[Start Data for the task]

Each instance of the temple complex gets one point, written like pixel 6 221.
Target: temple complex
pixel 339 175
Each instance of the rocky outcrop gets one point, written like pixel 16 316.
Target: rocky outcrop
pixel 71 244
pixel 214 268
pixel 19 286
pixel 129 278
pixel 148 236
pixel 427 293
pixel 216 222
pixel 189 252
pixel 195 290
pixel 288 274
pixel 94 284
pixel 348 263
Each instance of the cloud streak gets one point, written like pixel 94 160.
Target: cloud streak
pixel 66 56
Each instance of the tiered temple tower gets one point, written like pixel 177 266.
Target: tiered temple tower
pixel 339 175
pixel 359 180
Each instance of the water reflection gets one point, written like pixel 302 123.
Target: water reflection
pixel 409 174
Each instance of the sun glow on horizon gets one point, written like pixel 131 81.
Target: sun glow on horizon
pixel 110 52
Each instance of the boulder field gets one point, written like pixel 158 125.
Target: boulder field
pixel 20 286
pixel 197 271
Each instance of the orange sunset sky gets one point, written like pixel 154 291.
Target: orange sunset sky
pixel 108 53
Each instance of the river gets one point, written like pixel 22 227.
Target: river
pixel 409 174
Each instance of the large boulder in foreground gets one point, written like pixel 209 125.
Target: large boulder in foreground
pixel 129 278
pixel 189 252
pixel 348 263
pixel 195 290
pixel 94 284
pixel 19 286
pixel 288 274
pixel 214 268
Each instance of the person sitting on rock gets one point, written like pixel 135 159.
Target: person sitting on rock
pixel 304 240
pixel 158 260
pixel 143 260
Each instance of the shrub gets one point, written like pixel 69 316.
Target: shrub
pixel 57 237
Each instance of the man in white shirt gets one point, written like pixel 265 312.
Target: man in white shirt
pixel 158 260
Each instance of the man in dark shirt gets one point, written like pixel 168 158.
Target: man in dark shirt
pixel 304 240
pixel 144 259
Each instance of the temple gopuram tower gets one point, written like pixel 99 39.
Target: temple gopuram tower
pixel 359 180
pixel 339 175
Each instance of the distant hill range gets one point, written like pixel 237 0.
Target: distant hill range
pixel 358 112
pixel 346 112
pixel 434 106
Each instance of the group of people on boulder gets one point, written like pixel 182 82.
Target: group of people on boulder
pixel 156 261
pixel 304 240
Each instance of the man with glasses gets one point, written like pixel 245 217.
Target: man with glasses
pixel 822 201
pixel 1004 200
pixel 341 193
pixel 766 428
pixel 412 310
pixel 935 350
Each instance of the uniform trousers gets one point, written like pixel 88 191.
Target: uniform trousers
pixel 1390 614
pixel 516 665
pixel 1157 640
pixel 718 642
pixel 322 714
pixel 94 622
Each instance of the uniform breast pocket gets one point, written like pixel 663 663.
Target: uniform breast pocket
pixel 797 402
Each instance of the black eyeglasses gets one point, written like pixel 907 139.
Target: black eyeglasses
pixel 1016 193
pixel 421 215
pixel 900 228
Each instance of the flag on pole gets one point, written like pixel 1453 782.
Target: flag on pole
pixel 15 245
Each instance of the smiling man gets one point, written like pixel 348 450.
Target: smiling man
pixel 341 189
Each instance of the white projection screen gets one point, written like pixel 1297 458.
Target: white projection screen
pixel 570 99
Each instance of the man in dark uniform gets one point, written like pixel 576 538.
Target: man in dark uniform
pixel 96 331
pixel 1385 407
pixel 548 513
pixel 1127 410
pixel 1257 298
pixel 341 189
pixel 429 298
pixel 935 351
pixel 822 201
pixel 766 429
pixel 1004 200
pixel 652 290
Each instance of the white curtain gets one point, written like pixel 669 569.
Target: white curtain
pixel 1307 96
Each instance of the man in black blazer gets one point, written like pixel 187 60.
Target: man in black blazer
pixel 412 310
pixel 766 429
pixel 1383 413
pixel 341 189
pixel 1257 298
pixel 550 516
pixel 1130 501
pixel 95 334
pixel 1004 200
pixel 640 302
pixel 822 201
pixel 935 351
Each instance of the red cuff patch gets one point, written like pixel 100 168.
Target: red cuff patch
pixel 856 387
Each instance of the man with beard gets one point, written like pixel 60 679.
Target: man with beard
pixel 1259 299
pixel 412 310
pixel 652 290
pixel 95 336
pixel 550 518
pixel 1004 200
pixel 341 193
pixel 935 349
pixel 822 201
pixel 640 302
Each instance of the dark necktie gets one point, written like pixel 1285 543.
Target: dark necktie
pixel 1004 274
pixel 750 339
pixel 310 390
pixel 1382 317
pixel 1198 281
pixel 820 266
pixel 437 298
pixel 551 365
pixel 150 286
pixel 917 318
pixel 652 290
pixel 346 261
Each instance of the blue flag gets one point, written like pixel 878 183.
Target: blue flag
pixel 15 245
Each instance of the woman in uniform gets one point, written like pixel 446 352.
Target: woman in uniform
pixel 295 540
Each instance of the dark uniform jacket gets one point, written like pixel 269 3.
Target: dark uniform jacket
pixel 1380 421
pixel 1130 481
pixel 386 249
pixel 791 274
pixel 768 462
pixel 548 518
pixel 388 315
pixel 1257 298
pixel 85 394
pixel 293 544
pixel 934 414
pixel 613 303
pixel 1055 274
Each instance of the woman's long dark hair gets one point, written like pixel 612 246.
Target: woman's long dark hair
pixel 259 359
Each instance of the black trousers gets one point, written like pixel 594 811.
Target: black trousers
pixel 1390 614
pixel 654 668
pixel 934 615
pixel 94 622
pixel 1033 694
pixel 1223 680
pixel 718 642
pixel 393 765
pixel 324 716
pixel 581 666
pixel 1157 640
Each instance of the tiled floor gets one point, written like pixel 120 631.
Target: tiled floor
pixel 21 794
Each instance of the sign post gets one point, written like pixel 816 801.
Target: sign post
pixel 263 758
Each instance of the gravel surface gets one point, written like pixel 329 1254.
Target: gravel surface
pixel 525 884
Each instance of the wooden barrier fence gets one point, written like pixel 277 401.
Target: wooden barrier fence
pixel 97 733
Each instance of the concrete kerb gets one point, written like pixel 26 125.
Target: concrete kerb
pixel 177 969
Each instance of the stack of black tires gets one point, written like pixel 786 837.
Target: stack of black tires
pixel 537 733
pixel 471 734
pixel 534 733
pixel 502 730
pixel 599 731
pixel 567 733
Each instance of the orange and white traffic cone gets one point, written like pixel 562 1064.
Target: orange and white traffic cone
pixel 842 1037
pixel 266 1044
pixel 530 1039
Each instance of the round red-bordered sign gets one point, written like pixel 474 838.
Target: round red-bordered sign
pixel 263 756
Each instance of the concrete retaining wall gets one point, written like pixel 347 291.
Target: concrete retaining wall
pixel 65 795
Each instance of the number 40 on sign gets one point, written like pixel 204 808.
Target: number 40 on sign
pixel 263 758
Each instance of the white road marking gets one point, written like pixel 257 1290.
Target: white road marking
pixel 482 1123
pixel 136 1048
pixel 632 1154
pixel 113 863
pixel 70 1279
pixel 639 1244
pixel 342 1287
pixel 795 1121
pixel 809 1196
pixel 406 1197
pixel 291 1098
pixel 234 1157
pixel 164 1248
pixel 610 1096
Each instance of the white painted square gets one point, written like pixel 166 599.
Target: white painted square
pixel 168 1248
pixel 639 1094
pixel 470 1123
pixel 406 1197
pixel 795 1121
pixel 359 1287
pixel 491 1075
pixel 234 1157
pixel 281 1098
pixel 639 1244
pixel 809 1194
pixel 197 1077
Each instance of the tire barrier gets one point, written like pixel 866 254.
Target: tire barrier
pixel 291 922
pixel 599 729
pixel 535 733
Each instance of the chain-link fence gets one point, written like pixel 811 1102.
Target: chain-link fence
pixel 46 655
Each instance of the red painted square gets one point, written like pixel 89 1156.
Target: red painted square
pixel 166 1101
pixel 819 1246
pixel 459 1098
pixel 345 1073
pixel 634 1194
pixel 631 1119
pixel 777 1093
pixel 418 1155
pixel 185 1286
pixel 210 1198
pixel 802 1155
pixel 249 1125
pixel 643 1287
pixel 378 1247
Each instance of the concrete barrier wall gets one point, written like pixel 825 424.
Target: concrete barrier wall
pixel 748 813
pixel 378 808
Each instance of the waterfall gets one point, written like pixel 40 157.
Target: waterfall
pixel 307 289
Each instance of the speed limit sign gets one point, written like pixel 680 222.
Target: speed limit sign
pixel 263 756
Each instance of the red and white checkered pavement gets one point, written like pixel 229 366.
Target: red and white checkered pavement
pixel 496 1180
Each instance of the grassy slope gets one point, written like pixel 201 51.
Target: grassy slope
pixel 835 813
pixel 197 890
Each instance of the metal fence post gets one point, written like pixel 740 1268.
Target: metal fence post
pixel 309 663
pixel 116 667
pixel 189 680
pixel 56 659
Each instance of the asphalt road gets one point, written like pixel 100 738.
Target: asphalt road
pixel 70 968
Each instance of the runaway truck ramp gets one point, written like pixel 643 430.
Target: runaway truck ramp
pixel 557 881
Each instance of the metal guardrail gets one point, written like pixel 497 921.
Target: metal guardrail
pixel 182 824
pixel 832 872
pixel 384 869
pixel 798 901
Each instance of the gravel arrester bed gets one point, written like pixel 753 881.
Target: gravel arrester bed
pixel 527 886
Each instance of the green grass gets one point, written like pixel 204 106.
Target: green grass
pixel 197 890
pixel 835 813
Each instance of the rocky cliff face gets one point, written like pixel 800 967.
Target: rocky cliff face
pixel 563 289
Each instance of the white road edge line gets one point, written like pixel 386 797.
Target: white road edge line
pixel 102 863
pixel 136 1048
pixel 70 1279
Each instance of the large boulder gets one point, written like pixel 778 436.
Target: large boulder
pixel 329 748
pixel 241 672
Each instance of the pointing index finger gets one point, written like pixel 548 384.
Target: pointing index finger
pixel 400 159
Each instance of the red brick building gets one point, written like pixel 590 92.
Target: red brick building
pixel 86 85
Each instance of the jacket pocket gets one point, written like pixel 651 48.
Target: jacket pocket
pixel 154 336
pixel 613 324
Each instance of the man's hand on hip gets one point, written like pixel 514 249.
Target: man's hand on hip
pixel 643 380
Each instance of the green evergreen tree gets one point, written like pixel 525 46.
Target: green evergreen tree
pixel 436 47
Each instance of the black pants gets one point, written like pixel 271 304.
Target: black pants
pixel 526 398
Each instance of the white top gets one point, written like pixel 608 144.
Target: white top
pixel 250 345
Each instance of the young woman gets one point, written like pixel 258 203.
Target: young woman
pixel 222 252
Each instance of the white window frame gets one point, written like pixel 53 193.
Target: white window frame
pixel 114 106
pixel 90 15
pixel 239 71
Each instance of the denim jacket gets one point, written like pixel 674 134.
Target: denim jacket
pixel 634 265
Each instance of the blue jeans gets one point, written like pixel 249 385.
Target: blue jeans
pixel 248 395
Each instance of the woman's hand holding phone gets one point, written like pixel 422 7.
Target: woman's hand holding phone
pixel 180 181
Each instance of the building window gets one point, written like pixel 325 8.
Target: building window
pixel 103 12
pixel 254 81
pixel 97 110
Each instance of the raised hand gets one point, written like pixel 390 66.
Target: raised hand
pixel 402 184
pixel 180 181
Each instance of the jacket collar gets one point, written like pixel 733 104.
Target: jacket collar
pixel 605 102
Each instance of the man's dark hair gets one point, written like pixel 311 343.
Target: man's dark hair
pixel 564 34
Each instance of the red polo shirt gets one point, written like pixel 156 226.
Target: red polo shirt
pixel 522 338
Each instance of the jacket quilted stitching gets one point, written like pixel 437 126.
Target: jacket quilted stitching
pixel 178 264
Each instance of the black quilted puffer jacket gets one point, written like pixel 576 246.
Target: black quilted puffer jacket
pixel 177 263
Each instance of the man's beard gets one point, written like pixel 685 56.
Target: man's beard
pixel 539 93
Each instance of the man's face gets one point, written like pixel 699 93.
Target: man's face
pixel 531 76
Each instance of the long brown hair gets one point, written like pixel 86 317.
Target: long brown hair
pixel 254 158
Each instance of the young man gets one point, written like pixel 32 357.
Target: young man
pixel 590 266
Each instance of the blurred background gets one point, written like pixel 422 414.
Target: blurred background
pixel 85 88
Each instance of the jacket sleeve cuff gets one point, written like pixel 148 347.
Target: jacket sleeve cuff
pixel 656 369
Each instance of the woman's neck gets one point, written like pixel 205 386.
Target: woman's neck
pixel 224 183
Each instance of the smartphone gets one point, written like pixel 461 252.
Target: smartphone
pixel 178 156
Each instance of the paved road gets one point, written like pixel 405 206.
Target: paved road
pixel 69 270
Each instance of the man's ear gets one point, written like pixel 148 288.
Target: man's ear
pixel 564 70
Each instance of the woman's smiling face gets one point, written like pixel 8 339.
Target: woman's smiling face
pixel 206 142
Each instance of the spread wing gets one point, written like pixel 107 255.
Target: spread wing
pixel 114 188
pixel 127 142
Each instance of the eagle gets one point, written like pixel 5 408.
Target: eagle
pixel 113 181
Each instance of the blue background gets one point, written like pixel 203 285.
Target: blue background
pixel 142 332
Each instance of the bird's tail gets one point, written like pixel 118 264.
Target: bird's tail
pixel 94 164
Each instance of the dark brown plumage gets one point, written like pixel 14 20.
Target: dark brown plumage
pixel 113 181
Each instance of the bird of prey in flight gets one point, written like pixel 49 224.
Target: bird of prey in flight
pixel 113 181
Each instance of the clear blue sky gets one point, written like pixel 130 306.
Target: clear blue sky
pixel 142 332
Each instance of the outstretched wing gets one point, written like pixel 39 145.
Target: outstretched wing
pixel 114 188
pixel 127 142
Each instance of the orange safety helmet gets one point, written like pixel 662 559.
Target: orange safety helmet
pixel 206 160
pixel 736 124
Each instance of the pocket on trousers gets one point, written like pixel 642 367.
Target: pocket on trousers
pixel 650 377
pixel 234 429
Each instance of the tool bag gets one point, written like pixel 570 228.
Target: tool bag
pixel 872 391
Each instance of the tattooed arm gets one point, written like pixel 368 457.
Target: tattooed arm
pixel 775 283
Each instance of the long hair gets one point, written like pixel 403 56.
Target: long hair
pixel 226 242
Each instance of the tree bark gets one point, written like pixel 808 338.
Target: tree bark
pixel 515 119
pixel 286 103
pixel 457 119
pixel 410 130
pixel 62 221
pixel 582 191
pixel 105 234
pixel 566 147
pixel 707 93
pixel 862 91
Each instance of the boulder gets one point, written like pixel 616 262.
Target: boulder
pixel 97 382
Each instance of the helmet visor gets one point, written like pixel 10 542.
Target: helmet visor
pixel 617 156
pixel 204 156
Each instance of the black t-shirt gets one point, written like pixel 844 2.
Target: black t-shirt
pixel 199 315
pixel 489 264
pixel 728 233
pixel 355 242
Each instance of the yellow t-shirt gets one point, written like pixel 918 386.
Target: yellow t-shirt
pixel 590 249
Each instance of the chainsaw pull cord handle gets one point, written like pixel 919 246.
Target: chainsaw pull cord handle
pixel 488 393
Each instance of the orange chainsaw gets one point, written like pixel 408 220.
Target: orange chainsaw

[End Data for the task]

| Direction |
Format everything from the line containing "Each instance of the woman's hand" down to the line containing "pixel 605 102" as a numbered list, leaving out any blank lines.

| Solution to the problem |
1. Each instance of the woman's hand holding phone gets one point, written like pixel 422 7.
2. Target: woman's hand holding phone
3. pixel 180 181
4. Each instance of the building window gets one point, written like pixel 325 8.
5. Target: building window
6. pixel 103 12
7. pixel 254 81
8. pixel 97 110
9. Each instance of the raised hand gets one point, written like pixel 390 66.
10. Target: raised hand
11. pixel 402 184
12. pixel 180 181
13. Each instance of the jacket collar gets one point, written like pixel 733 104.
14. Target: jacket collar
15. pixel 605 102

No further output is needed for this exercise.